*** TEXT SEGMENT ***
It's impossible to improve what you can't measure. – Peter Drucker
This quote reflects the importance of metrics in every domain right now. Intuitively, this statement resonates with all of us. How do you know if you're actually growing if you don't have the data to understand where you've been and where you're going? This blog post talks about the importance we see of metrics, particularly in continuous delivery.
How do metrics matter in the context of continuous delivery?
What lets you know if you've actually achieved a good state of continuous delivery? To understand the answers to these questions, the GoCD team interviewed consultants, developers, operations teams, and people at every intersection of DevOps. We also talked to business stakeholders, because part of successful continuous delivery is being able to collaborate successfully between business and technology, and being able to communicate the value of some of the underlying work that goes into the implementation of continuous delivery.
There are four metrics that we synthesized out of this that we think are really valuable:
- Number of deploy-ready builds
- Cycle time
- Mean time between failures
- Mean time to recover
How many deploy-ready builds do you have?
For successful continuous delivery, you need routine commits, and specifically routine commits to master. If I'm committing all the time to my own personal branch, I'm not adding value to the code that's actually ready for production.
A good rate of deploy-ready builds also relies on having testing you can trust. One common anti-pattern we heard was the existence of testing that has to run for several hours, or even an entire day to do validation. In many cases these tests were unreliable, meaning that at the end of that period, you're no more certain than you were at the start. That becomes costly because it makes everyone very wary of ever releasing. Deploying software can feel like Russian Roulette.
This metric also emphasizes the importance of collaboration between product and engineering roles. Cross-functional teams must be able to create a roadmap such that at any point stories are broken up small enough that you can release them and deliver real value to users. If the product side isn't engaged in this, teams develop backlogs of large chunks of work that don't add any value until late in the game.
As a complement to careful roadmap planning, the development team should employ patterns like feature toggles, which allow features to be deployed without exposing them to customers.
What is your cycle time?
*** DATA EXTRACT ***
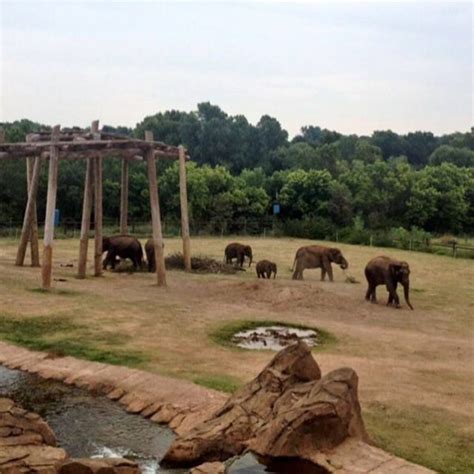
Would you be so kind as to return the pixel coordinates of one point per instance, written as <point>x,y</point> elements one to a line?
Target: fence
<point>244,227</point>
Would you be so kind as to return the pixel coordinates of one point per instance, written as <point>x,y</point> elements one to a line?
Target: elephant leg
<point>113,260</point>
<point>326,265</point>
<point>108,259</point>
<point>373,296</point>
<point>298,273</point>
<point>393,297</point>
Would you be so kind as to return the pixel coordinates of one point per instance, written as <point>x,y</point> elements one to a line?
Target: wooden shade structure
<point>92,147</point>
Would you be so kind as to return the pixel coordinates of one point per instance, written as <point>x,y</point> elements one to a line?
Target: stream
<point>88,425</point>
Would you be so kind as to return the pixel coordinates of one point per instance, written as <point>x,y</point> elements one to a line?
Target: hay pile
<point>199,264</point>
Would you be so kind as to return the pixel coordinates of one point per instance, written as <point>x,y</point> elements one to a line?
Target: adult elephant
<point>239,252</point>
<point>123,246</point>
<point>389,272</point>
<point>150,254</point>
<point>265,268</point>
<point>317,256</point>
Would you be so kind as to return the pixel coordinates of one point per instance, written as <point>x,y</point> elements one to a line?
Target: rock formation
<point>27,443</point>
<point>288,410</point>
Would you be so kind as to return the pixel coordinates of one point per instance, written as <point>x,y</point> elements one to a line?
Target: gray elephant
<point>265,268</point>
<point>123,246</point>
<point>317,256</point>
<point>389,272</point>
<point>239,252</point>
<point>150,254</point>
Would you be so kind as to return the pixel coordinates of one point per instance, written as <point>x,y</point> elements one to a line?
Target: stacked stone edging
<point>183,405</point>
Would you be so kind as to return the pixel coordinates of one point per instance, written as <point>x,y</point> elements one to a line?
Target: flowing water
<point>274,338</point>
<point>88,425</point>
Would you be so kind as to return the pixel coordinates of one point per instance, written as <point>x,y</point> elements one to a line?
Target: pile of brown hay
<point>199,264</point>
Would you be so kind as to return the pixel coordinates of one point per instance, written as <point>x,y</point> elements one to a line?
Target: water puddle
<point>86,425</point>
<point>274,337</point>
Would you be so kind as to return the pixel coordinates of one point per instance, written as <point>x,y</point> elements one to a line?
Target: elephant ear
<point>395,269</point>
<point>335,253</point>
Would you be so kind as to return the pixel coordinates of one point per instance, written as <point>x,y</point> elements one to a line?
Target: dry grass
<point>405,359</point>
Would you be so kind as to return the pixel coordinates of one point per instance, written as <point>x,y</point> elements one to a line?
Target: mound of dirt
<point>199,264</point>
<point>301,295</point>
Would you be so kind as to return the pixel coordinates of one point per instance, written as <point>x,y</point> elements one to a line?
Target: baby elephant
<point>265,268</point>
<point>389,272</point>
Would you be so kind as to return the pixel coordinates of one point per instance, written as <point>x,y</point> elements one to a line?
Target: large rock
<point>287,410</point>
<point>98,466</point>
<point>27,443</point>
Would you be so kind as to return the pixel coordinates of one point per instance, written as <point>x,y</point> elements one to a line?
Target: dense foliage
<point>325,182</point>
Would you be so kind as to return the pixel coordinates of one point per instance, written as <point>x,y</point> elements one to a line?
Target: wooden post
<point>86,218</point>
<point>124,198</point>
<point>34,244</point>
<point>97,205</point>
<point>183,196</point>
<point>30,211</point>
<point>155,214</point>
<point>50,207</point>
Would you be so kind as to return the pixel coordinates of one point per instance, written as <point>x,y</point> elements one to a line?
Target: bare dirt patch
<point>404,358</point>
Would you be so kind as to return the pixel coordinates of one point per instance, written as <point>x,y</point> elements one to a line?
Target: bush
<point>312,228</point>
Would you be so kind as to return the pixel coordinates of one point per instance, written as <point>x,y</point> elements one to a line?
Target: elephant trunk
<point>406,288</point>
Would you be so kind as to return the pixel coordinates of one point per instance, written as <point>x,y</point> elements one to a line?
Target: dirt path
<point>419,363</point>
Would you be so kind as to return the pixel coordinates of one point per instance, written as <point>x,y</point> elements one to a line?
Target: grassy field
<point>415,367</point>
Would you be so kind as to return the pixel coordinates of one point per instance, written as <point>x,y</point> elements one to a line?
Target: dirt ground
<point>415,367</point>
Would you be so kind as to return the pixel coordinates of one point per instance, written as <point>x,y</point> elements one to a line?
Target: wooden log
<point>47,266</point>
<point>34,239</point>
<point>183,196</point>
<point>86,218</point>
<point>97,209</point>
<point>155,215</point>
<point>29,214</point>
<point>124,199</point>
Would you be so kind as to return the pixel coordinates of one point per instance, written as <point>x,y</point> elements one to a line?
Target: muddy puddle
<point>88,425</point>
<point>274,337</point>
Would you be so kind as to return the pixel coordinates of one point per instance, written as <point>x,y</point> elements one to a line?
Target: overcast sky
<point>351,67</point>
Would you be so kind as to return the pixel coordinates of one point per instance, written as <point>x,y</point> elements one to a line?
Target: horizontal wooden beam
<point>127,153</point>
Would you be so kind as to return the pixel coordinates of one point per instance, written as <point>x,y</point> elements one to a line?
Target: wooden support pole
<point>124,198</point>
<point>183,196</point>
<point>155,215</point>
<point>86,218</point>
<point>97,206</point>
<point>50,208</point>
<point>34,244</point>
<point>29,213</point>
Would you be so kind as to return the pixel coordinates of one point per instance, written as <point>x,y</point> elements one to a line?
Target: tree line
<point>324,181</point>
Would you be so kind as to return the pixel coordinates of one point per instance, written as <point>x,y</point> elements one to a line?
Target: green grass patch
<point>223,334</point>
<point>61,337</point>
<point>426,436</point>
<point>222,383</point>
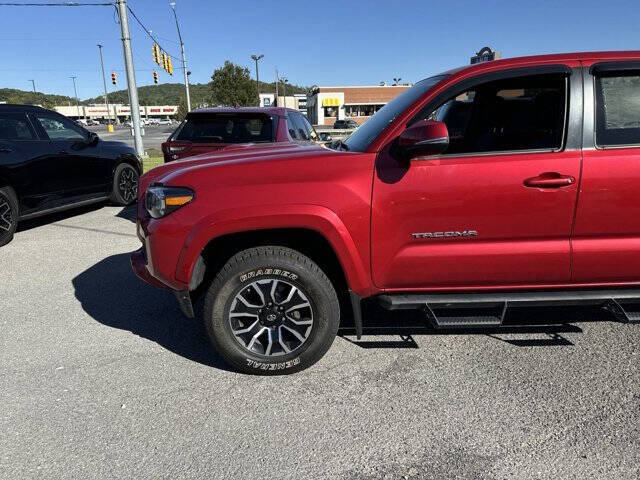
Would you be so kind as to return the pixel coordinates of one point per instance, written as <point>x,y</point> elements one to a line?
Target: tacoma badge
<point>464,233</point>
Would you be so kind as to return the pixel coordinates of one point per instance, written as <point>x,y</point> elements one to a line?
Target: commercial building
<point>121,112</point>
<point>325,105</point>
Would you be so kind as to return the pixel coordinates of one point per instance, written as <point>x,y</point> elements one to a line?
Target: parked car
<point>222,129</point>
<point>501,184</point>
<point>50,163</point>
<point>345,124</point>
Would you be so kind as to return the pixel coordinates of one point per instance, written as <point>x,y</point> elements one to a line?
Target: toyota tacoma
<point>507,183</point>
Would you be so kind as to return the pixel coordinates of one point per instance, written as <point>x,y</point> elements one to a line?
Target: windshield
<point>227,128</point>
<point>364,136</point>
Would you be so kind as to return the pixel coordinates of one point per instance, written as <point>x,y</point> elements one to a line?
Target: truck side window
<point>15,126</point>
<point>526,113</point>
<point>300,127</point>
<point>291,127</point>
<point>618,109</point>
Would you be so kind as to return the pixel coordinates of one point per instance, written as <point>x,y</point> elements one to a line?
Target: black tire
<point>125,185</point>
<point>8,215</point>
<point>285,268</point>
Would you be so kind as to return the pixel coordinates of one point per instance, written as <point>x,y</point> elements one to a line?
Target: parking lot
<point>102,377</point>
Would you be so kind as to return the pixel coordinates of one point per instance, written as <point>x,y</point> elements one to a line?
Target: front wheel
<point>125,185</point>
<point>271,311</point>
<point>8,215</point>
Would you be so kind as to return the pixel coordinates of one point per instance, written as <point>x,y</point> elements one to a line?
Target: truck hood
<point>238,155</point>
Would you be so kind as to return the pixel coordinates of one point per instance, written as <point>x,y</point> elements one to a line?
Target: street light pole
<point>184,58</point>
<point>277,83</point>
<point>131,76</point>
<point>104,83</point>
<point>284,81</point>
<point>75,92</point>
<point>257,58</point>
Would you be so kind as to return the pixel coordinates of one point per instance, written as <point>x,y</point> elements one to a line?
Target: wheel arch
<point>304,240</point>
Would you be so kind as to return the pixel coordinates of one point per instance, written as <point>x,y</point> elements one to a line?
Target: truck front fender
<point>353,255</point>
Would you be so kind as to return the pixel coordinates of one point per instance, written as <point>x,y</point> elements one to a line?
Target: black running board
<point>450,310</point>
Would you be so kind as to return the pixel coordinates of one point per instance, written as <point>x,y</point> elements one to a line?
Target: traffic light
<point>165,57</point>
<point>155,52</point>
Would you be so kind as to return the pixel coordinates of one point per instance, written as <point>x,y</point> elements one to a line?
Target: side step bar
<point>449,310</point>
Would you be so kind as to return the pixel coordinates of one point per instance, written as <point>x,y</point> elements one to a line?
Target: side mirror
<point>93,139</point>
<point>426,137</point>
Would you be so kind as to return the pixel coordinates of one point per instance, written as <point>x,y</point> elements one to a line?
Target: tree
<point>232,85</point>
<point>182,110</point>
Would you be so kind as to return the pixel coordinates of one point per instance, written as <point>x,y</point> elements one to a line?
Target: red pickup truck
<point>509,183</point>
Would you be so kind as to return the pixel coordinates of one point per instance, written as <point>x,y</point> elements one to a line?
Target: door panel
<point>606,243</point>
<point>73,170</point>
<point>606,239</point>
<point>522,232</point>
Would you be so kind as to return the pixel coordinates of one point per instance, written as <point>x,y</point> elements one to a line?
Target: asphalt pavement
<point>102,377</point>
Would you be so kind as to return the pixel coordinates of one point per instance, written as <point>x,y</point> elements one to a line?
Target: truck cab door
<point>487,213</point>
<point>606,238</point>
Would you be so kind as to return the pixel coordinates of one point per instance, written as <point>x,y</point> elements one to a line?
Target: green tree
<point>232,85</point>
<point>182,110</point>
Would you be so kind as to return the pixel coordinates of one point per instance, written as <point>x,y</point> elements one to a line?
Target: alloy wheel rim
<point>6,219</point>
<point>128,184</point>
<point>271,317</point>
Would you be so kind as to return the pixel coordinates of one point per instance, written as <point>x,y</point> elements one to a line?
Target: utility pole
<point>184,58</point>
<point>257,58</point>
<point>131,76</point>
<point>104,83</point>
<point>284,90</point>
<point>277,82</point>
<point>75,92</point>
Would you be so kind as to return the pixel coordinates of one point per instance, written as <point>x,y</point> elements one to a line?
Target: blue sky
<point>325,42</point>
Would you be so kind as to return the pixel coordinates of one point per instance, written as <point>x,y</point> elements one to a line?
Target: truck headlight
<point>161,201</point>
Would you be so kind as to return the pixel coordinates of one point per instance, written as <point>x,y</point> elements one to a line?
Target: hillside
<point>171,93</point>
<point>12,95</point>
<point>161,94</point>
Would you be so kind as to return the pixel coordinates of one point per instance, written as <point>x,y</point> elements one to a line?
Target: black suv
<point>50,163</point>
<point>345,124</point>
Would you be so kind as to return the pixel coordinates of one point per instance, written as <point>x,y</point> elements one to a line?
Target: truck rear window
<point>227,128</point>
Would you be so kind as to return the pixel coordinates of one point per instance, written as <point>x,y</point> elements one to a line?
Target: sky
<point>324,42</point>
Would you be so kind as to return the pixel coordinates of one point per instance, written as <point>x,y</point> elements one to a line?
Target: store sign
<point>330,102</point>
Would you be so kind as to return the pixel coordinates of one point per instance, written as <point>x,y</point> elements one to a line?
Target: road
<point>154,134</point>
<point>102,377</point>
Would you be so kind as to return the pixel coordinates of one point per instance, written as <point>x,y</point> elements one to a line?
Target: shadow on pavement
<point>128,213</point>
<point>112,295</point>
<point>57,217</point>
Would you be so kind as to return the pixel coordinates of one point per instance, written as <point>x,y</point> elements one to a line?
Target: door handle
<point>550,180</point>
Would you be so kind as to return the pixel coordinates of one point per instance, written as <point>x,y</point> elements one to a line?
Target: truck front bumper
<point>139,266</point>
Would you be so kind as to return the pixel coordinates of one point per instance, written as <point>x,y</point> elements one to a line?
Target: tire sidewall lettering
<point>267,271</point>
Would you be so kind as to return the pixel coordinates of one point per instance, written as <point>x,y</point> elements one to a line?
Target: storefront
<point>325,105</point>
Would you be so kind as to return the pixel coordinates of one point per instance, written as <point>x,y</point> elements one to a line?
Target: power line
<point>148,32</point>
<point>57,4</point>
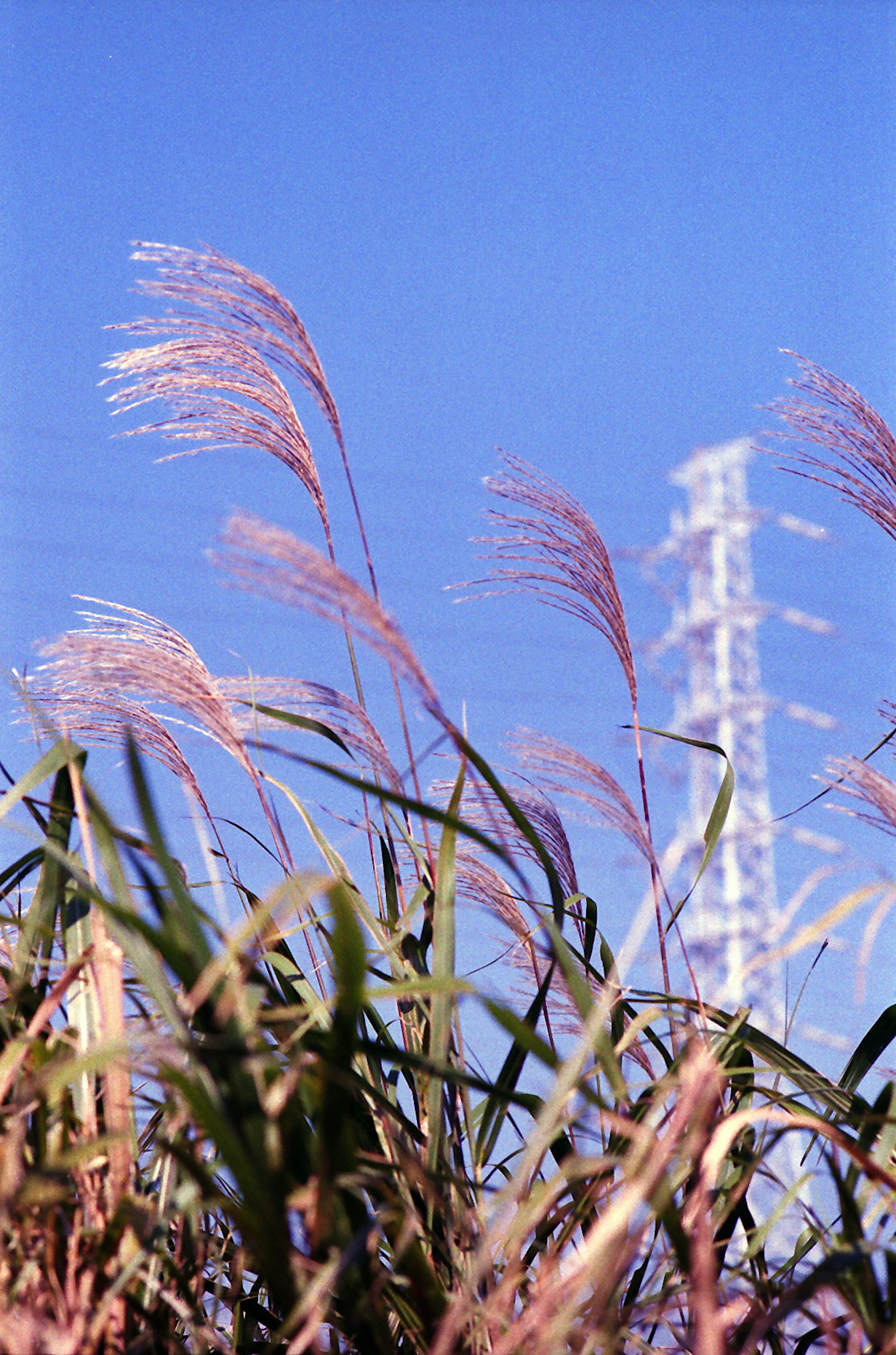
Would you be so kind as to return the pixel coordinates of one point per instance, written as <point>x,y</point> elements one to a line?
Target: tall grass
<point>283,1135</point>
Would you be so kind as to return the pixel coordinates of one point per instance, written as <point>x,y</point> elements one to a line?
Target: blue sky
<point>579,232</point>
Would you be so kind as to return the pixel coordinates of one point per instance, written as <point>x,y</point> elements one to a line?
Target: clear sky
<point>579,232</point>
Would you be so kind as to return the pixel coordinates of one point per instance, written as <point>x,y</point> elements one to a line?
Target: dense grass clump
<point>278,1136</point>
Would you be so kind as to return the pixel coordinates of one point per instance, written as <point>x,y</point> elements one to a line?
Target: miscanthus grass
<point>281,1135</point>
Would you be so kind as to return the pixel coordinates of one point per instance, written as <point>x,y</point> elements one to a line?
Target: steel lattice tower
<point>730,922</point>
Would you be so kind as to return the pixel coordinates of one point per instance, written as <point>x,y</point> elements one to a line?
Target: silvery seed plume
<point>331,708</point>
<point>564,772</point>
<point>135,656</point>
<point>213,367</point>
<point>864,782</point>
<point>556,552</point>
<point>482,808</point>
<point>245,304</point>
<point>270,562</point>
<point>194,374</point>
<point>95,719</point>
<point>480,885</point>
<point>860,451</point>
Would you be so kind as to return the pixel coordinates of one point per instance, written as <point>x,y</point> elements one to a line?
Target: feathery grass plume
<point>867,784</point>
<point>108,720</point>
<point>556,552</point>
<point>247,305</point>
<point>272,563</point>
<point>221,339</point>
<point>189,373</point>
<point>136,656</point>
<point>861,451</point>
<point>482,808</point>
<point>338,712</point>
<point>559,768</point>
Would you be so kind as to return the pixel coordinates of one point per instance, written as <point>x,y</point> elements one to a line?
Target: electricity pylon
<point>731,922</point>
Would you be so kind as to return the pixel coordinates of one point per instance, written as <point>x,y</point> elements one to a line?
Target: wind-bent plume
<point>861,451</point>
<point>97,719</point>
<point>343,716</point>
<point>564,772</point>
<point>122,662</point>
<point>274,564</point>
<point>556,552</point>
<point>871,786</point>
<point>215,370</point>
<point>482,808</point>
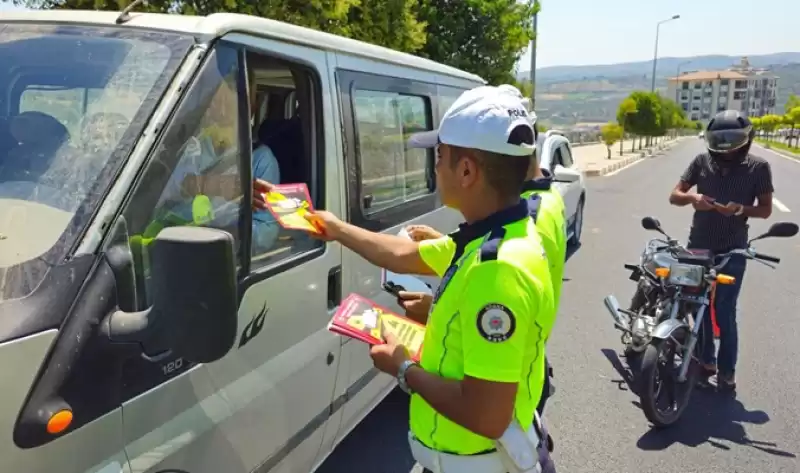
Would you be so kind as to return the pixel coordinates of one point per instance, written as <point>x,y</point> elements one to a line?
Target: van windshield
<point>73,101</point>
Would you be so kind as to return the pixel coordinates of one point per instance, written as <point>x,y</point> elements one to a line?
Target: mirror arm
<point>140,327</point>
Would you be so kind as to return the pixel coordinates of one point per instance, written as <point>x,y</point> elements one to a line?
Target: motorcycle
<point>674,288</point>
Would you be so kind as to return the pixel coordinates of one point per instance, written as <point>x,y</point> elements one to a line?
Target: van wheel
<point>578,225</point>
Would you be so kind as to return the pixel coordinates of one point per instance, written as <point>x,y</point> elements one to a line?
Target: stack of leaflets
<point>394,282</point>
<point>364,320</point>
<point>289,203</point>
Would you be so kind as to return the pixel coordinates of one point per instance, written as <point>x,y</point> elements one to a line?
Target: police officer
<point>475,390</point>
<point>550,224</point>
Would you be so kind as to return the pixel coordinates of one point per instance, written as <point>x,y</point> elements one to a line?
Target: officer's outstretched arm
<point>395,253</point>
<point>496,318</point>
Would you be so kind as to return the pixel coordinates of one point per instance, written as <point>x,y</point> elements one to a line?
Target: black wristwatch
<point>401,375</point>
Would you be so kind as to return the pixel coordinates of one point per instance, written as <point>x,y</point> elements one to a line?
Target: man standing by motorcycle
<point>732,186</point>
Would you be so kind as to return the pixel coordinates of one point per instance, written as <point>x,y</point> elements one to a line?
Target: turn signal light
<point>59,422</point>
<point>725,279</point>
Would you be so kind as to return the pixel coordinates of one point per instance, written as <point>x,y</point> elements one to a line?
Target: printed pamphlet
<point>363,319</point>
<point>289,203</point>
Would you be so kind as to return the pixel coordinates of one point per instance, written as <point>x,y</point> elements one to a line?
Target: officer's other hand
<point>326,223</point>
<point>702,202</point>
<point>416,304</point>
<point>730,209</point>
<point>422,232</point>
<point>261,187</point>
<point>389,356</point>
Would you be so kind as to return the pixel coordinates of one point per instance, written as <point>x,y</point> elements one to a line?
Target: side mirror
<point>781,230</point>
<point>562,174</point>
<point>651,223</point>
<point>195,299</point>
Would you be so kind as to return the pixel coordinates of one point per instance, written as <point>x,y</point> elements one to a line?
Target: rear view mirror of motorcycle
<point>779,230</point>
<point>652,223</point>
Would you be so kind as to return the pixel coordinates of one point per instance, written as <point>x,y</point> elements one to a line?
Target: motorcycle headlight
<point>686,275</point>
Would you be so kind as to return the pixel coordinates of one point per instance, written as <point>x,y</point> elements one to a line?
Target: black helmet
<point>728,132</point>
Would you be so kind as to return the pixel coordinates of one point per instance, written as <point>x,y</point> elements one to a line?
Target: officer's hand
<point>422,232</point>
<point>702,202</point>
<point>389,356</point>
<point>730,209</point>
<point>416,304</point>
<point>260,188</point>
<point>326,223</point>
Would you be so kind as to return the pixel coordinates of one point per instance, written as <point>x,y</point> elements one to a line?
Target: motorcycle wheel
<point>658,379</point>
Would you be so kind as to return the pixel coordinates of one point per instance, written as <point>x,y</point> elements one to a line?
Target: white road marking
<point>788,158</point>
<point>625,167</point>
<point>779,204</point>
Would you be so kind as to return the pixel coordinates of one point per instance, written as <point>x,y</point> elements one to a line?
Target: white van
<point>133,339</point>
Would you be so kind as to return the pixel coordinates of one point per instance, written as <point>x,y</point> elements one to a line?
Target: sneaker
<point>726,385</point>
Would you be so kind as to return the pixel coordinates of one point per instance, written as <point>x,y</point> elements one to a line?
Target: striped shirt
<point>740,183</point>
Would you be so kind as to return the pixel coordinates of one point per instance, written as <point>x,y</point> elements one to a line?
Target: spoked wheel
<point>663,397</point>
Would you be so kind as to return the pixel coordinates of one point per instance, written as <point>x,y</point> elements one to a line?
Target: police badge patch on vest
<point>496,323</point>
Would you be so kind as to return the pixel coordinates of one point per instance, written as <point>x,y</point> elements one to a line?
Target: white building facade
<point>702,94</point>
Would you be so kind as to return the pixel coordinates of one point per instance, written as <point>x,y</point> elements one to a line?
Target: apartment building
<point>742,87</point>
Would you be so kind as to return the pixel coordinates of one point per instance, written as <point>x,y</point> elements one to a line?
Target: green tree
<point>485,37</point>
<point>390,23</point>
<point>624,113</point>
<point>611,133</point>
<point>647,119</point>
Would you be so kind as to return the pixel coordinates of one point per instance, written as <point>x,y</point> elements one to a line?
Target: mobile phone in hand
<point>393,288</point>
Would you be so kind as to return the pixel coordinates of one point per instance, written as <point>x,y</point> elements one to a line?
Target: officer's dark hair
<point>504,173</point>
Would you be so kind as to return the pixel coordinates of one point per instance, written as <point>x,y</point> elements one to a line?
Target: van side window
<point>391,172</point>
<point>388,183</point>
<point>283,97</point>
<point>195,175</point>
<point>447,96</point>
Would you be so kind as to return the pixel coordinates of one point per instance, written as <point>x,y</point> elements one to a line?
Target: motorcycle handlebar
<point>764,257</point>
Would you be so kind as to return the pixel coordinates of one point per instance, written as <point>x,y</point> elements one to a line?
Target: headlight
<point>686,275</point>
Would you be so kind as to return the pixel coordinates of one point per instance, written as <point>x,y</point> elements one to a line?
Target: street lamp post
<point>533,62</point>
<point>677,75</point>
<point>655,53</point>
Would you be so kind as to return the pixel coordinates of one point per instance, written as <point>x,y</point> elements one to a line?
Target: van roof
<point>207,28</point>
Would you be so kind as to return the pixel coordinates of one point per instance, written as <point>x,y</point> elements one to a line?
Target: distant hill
***
In the continuous delivery post, what pattern lets features be deployed without being exposed to customers? The listing has no connection to the continuous delivery post.

§ **WRITTEN ANSWER**:
Feature toggles.